EXERCISE DESCRIPTION: Reproduce every one of the records below word for word, but leave the pictures out of your answer.

== AVAILABLE DATA ==

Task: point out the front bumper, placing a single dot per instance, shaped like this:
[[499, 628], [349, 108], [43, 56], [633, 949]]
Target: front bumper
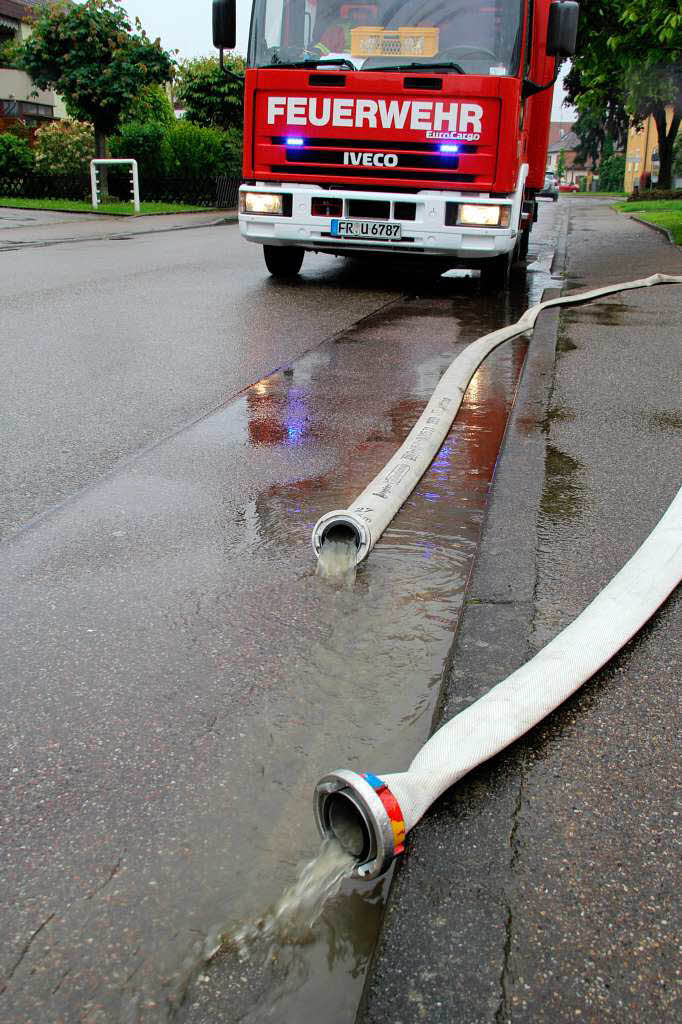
[[427, 235]]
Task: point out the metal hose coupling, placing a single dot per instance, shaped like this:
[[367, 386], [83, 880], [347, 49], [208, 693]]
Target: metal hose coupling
[[341, 524], [363, 814]]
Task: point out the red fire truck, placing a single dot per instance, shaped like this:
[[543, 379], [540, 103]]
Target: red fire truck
[[413, 127]]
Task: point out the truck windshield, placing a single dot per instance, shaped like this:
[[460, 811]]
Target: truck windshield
[[457, 36]]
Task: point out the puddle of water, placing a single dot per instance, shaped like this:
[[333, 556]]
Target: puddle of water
[[261, 674]]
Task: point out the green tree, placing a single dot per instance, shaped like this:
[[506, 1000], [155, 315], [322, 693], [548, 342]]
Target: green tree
[[65, 147], [629, 59], [611, 173], [143, 142], [89, 54], [677, 157], [15, 157], [194, 152], [152, 105], [208, 95]]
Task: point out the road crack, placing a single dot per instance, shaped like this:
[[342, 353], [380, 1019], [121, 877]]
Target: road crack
[[25, 950]]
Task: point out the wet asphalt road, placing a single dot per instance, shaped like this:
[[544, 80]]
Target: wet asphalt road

===

SOLUTION FOR THIS EXERCISE:
Task: point out the front bumper, placing a single dot per instance, shaped like this:
[[499, 628], [349, 108], [43, 56], [633, 949]]
Target: front bumper
[[427, 235]]
Task: point out the metal hose coupling, placing a single dot per instance, shaped like this:
[[367, 386], [83, 880], [347, 49], [208, 693]]
Target: metal hose coupling
[[341, 524], [363, 814]]
Task: point out the red fire truck, placing a single dot per instance, shaped like this:
[[543, 379], [540, 103]]
Target: red fire truck
[[413, 127]]
Task: point out the truck windshield, placing a single dot per instance, shaped like this:
[[460, 811]]
Target: truck windshield
[[457, 36]]
Task: point out the puddle of water, placing a single dot per instance, shaped like this:
[[333, 556]]
Target: puddle of water
[[261, 674]]
Task: point out the green tree, placing a single dot per instance, shaped like this:
[[506, 1000], [155, 315], [322, 693], [548, 342]]
Target: green tree
[[65, 147], [629, 59], [611, 173], [143, 142], [89, 54], [677, 157], [15, 157], [194, 152], [152, 105], [208, 95]]
Task: point out the road crack, placing a single dot per instance, shaped like this:
[[342, 353], [380, 1019], [121, 877]]
Target: road crack
[[25, 950]]
Task: point out the wet asphalt road, placing a single dot per instance, shaped like this:
[[544, 80]]
Target: wet asphalt road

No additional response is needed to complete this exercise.